Required action:
Go through the entries and transcribe each one exactly, dropping the pictures.

------------

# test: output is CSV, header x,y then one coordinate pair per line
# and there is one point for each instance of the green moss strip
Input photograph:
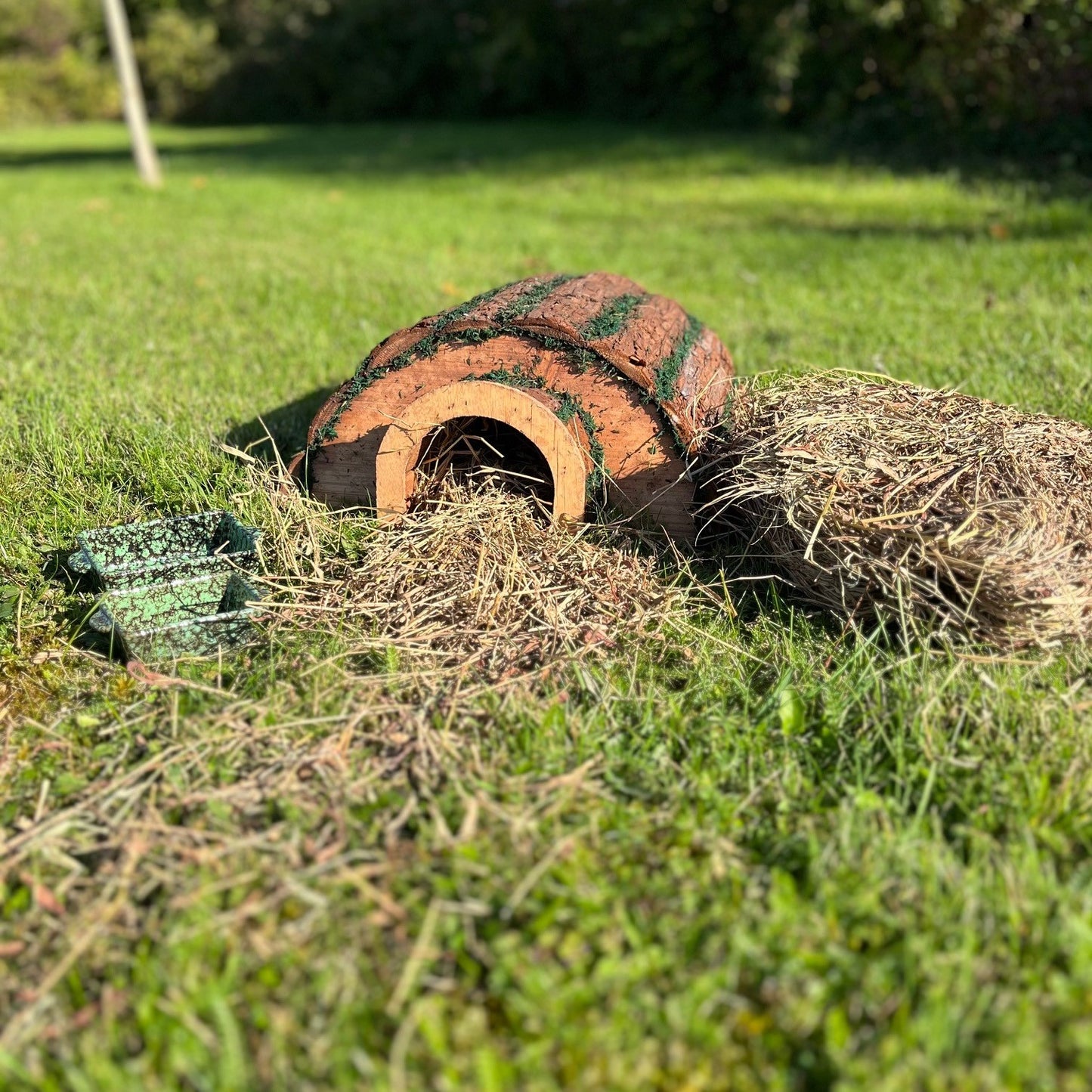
x,y
613,318
463,309
532,297
667,370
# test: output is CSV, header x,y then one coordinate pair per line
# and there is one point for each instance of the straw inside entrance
x,y
478,451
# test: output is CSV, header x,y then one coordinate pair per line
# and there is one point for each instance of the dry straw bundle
x,y
871,496
476,579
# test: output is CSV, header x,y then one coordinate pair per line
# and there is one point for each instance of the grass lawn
x,y
763,854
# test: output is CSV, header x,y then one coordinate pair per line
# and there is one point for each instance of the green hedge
x,y
1018,67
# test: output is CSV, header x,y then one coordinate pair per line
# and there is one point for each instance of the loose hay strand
x,y
478,579
868,496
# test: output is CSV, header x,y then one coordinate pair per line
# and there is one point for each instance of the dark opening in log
x,y
480,450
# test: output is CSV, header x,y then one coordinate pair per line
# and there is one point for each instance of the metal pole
x,y
132,96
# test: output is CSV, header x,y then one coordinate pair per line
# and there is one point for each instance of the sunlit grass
x,y
763,853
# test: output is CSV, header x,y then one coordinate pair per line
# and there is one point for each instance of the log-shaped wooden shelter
x,y
611,385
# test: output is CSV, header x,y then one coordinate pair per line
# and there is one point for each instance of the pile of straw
x,y
478,579
880,497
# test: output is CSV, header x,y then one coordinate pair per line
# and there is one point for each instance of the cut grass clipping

------------

Expected answer:
# test: output is CSV, header x,y then one coordinate pair per line
# and there is one point for each instance of the green moss strip
Input photograph:
x,y
613,318
463,309
532,297
667,370
# test: output is CSV, header x,y then one coordinate pair per line
# and there is one point for each instance of the straw inside entrance
x,y
478,451
# test: output is CSV, header x,y then one coordinate pair per line
# and there is one point for each instance of the dry straw bundle
x,y
871,496
476,579
# test: output is CSV, header x,y then one coordinate pair per line
# and there is one point for each instance of the grass lawn
x,y
763,854
# test: output is CSV, header x,y then one coordinate pair per line
# and there is one point for each instance of the green hedge
x,y
1018,67
# test: output is CSV, header x,y then one coordinate pair per line
# and there is one point for each instance of the loose hay strand
x,y
478,579
868,496
# test: output is CSV, header x,y then one coordinate pair per line
# and there is one point for each instance of the dark opening in log
x,y
480,450
# test: output is CSV, header x,y then one coordinate pair per line
# and there is one point for each instance of the metal pole
x,y
132,96
# test: output is CSV, header x,y then one coordinate pair per line
# and there is one point for each instance of the sunlit grass
x,y
763,853
# test: output is CSV, header x,y then one coordinate pair per line
# and there is one point for each instance of the log-shaped wooden shelter
x,y
611,385
# test: output is CSV, header x,y then one coordinate pair per line
# and there is one point for each instance of the pile of straw
x,y
478,579
880,497
# test: output is CSV, header x,y then one coordinate pair per line
# and there is one point for each instance of the cut grass clipping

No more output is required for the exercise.